> Short task: Find every line in the records below that contains the string "this", matching case exactly, and copy each of those lines.

> Working data:
***

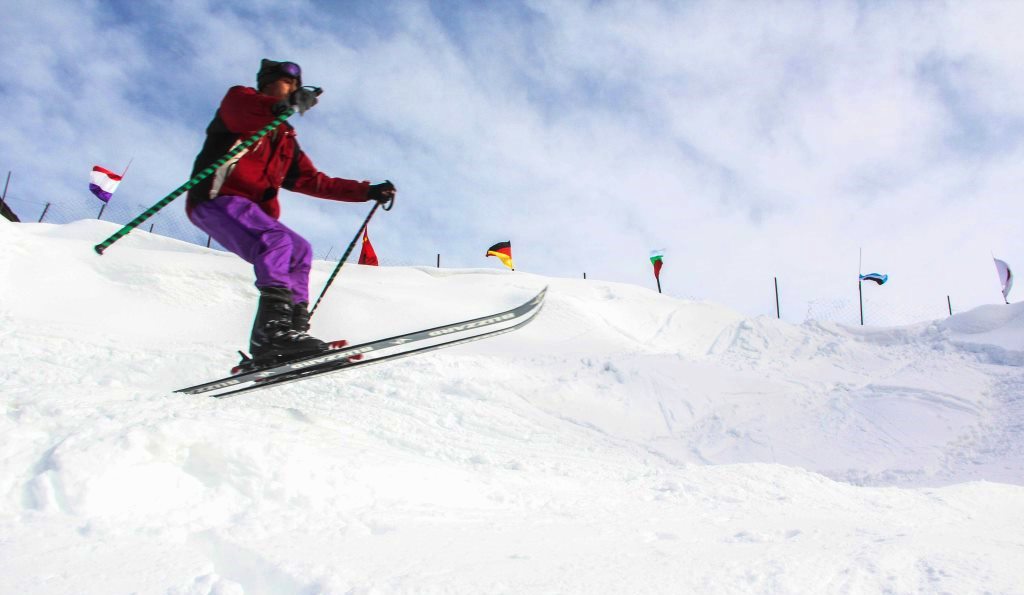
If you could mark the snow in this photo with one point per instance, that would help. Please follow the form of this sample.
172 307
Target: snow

***

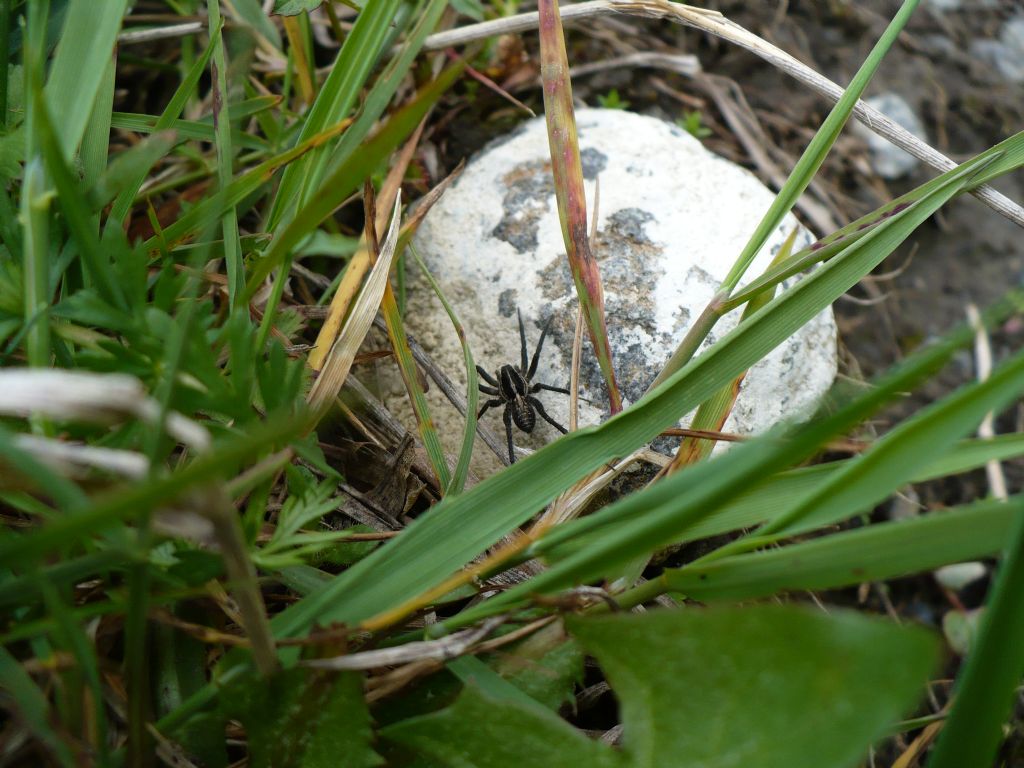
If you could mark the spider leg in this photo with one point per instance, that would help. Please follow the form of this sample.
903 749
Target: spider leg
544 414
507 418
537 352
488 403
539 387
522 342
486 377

***

> Answer to the exercise:
If you could mark the snow in this photo with one point per instance, that would help. Please follow the form of this sample.
If you could mark the spider leg in this photo with one point per instance, that would help. Please follow the form of this sample.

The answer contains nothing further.